Data listing
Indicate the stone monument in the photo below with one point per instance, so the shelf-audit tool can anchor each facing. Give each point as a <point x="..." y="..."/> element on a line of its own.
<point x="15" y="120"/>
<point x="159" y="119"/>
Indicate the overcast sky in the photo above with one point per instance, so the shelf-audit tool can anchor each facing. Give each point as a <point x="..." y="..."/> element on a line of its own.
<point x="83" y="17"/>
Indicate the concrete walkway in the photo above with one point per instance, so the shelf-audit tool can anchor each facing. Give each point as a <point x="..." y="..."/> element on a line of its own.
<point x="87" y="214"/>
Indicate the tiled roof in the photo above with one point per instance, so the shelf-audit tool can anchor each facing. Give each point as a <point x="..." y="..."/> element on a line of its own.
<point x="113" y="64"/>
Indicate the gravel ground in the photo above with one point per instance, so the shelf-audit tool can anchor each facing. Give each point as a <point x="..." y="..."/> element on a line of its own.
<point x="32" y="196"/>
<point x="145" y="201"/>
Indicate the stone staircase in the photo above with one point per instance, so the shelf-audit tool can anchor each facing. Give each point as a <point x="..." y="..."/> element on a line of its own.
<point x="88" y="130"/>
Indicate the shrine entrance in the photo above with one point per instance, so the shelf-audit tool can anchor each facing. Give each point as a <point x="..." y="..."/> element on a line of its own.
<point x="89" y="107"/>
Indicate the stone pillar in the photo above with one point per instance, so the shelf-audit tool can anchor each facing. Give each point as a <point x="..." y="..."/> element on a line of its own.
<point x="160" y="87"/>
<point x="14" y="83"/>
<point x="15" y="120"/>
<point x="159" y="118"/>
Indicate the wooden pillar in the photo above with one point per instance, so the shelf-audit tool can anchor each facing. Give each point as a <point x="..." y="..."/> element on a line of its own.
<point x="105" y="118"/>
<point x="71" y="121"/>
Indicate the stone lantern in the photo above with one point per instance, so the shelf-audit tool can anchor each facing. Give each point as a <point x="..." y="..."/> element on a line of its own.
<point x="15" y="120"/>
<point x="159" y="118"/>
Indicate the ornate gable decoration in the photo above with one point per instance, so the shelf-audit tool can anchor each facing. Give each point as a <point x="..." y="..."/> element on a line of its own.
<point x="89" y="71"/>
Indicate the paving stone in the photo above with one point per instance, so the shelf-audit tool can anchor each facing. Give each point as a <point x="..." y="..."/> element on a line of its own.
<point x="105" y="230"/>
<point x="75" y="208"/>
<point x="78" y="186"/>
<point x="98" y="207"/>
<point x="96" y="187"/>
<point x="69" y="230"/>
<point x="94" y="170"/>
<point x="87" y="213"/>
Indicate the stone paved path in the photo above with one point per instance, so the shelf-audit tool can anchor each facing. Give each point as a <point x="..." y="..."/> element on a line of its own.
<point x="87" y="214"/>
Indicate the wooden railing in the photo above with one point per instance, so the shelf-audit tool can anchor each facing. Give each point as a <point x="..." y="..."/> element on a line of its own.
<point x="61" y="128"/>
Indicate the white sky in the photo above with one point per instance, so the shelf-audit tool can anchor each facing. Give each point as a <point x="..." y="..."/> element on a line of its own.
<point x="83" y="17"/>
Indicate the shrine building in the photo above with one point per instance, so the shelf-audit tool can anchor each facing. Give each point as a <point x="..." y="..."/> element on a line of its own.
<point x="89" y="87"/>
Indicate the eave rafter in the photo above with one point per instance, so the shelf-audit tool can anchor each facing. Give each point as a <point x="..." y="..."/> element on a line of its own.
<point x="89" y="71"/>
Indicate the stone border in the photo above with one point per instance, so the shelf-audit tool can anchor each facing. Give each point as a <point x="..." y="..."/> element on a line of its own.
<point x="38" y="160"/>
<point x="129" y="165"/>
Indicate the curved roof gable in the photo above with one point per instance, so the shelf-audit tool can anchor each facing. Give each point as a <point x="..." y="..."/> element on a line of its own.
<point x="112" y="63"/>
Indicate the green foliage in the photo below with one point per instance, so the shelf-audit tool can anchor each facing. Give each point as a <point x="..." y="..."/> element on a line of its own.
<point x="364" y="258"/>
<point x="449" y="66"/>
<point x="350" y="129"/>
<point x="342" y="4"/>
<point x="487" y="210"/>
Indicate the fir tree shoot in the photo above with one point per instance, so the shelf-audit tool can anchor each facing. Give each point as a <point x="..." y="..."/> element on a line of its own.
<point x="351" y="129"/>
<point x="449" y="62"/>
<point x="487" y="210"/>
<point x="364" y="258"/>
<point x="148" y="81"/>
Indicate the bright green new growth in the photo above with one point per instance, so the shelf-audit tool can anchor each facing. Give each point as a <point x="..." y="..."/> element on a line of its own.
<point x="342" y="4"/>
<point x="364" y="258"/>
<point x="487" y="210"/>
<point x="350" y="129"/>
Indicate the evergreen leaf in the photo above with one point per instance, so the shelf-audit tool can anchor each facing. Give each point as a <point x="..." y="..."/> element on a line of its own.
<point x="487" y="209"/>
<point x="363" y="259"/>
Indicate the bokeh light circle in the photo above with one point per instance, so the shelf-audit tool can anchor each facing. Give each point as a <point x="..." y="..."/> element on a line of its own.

What you will do
Recast everything in the material from the line containing "Indicate the stone border" down through the final line as a Markdown table, with a Row column numbering each line and a Material line column holding the line itself. Leave out any blank lines.

Reply to the exercise
| Row | Material line |
|---|---|
| 1 | Indicate the stone border in the photo above with one point per instance, so the shelf-audit tool can anchor each facing. Give each point as a <point x="..." y="..."/> element on a line of its own. |
| 2 | <point x="38" y="160"/> |
| 3 | <point x="129" y="165"/> |
| 4 | Indicate the curved roof gable in the photo above with one point per instance, so the shelf-audit tool can anchor each facing. Give each point as a <point x="..." y="..."/> element on a line of its own. |
| 5 | <point x="112" y="63"/> |
| 6 | Indicate the green foliage in the photo below with one point per instance, so the shelf-audit tool can anchor each facing. Give each point as a <point x="..." y="..."/> element on a line of its own. |
| 7 | <point x="364" y="258"/> |
| 8 | <point x="449" y="66"/> |
| 9 | <point x="350" y="129"/> |
| 10 | <point x="342" y="4"/> |
| 11 | <point x="487" y="210"/> |
| 12 | Indicate the fir tree shoot in the photo above with one point per instance, so the shelf-audit tool can anchor each facing. Give each point as a <point x="..." y="..."/> element on a line of its own. |
| 13 | <point x="351" y="129"/> |
| 14 | <point x="449" y="62"/> |
| 15 | <point x="487" y="210"/> |
| 16 | <point x="364" y="258"/> |
| 17 | <point x="148" y="81"/> |
| 18 | Indicate the bright green new growth in the photo above with one point per instance, so the shelf-audit tool can anchor each facing. Give each point as a <point x="..." y="..."/> element on a line of its own. |
| 19 | <point x="342" y="4"/> |
| 20 | <point x="364" y="258"/> |
| 21 | <point x="487" y="210"/> |
| 22 | <point x="350" y="129"/> |
| 23 | Indicate the evergreen leaf in the photo above with one point per instance, so the shelf-audit tool can anchor each facing. Give each point as a <point x="..." y="..."/> element on a line of its own. |
| 24 | <point x="487" y="209"/> |
| 25 | <point x="363" y="259"/> |
| 26 | Indicate the bokeh light circle in the photo above with one point per instance, so the shelf-audit tool can anchor each facing. Give each point as a <point x="..." y="..."/> element on a line of its own. |